**Passage**
Contact List Inconsistencies

We have a solution built for promotion workflows but are running into an issue with Contact List type cells. Right now, promotions requests are submitted by using a form. The employee recommended for promotion is selected using a contact list field type in the form. There are several approvals that happen as part of the workflow and each approver is also a contact field. We want to alter either our automations or assigned ball in court to skip steps where the employee being promoted is the same as that approval stage. Our challenge is that sometimes contacts come in as full e-mail addresses and sometimes it shows just their name. I tested out matching those two and they do not match even though they are really the same contact in the background.

Answers

  • jmyzk_cloudsmart_jp
    jmyzk_cloudsmart_jp Community Champion

    Hi @Tara Messa

    The issue arises because Smartsheet Contact List cells sometimes display only names and sometimes email addresses, causing inconsistencies when matching contacts. This affects automation workflows and approval steps, especially when the promoted employee is the same as the approver at a specific stage.

**What this exercise asks**
A) Answer these from the post on contact list inconsistencies:
(i) How are promotion requests submitted?
(ii) What community title is shown for jmyzk_cloudsmart_jp?
(iii) In the reply, what does the display of names versus email addresses cause when contacts are matched?
B) Retype the part of the post on contact list inconsistencies starting at "The issue arises" and ending at "a specific stage.".
C) Carry on writing the post on contact list inconsistencies from the point where it stops.

**Information given**
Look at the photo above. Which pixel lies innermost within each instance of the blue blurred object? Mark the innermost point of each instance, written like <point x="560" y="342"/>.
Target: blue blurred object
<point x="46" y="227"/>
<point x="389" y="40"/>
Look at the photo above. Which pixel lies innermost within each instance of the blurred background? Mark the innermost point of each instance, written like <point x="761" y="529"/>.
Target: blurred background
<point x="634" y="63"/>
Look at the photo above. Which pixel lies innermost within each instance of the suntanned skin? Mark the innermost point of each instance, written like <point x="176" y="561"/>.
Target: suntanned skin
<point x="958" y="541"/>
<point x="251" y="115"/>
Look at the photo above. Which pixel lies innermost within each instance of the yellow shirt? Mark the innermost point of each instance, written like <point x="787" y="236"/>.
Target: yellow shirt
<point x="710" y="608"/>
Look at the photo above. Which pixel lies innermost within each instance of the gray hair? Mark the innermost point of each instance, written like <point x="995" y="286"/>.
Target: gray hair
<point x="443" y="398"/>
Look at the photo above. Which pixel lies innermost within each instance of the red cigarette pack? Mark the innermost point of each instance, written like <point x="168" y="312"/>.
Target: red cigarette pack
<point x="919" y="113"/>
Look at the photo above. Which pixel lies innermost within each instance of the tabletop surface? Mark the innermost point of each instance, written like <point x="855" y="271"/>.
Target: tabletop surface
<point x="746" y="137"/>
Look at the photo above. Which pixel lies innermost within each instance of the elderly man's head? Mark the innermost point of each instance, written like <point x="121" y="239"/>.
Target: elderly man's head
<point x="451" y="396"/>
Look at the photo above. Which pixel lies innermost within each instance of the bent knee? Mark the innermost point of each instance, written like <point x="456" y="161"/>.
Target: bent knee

**Outputs for the tasks**
A)
(i) By using a form.
(ii) Community Champion.
(iii) Inconsistencies.

B)
The issue arises because Smartsheet Contact List cells sometimes display only names and sometimes email addresses, causing inconsistencies when matching contacts. This affects automation workflows and approval steps, especially when the promoted employee is the same as the approver at a specific stage.

C)
    The most reliable approach to resolving this issue is to use email addresses as the primary identifier. They are unique and ensure consistent matching in workflows.

    If users remember names but not email addresses, a mapping table can be created in Smartsheet to link names to their corresponding email addresses. Formulas like VLOOKUP or INDEX MATCH can convert names into email addresses internally. This ensures workflows and automations can operate accurately based on an email-based contact list.

    Alternatively, the form can be updated to display options like “Name (Email)” for each candidate. This allows users to recognize and select the correct contact while ensuring email addresses are used in the background for workflow consistency. (Without the table, use the TEXT function to get the Email part.)

    In both cases, once you have the candidate employee's email address, you can use a formula to reference it in the sponsor email table to get the sponsor email.

    To handle the specific case of skipping approval steps where the candidate employee is the same as the approver or sponsor, automation rules can be updated to compare the email addresses of the employee and the sponsor.